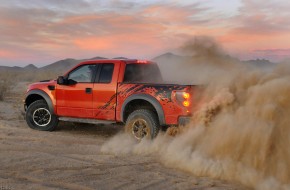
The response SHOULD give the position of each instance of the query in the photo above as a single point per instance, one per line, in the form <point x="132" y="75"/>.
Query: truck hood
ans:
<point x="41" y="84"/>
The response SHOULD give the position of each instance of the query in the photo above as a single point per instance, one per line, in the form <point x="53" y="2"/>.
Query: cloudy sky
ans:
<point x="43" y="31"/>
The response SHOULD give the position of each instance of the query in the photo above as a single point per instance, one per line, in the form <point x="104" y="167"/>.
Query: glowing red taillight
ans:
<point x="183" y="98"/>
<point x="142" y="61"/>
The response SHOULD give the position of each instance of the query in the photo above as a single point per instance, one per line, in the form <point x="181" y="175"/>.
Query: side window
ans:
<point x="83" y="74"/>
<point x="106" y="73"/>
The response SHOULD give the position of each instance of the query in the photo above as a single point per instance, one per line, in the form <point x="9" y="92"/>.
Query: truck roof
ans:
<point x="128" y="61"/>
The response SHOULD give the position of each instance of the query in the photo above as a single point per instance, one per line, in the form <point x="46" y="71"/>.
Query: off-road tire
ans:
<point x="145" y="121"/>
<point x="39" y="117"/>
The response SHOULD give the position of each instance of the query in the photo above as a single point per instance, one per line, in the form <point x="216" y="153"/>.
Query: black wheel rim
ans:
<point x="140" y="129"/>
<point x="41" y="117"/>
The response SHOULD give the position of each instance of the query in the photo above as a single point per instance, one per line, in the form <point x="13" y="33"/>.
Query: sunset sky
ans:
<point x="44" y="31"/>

....

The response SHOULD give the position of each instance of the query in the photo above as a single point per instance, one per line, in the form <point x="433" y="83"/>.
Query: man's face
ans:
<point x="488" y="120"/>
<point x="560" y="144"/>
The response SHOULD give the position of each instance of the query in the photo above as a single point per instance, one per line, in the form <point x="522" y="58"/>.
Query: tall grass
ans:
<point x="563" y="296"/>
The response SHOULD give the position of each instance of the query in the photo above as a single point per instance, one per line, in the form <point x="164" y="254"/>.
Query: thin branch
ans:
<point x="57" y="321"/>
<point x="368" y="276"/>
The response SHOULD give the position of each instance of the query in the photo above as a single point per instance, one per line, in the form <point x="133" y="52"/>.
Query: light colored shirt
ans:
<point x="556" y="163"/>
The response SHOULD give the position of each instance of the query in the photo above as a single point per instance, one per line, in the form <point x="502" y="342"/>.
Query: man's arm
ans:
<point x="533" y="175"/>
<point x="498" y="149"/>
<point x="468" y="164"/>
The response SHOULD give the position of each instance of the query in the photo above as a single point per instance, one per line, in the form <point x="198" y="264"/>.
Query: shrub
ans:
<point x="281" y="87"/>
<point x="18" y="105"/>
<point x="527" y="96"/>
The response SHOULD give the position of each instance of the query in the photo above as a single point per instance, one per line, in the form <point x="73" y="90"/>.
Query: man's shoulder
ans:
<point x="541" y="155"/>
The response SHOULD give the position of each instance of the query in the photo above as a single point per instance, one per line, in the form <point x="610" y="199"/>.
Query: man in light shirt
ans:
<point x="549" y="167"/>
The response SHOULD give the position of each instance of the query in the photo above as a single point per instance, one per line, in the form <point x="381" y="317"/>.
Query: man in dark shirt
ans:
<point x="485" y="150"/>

....

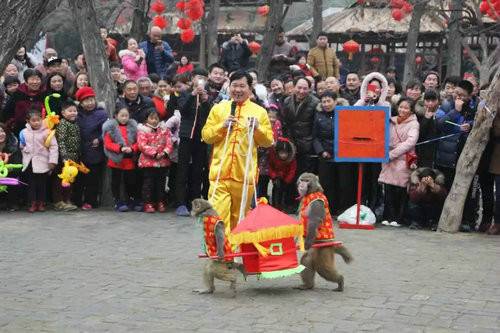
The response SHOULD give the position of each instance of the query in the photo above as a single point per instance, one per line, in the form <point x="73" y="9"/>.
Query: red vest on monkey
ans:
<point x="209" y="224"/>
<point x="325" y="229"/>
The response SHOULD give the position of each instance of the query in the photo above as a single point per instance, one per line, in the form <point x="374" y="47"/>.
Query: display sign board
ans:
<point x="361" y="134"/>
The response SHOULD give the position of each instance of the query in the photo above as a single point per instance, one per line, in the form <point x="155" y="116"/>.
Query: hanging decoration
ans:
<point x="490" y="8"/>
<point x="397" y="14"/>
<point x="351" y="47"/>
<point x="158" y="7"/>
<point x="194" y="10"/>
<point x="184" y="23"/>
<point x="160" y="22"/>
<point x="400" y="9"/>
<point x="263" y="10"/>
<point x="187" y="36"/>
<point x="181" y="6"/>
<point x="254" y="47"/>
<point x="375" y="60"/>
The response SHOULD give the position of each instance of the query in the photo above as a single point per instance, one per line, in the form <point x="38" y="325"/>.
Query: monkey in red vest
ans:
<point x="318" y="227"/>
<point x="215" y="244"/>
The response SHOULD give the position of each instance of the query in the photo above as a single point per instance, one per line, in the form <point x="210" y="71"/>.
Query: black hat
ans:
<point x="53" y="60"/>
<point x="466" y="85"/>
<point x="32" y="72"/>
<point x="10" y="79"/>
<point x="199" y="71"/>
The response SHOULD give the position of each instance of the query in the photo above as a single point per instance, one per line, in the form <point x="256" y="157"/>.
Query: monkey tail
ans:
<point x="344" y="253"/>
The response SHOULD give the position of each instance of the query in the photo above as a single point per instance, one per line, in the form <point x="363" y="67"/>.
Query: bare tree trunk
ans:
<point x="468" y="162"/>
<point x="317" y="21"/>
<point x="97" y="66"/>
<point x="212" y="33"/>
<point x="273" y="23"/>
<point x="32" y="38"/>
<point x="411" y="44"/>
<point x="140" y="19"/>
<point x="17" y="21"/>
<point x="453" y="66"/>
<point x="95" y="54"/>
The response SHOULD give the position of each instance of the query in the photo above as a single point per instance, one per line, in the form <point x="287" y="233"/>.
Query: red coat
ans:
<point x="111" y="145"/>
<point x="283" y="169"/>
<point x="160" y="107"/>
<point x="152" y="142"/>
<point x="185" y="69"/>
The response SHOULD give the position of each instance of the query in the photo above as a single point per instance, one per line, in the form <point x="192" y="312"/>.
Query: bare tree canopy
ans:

....

◆ Description of the task:
Please gather every line of the records that contains the word "black" and copy each of those lines in full. Match case exactly.

◆ Correct result:
Query: black wheel rim
Query: black hat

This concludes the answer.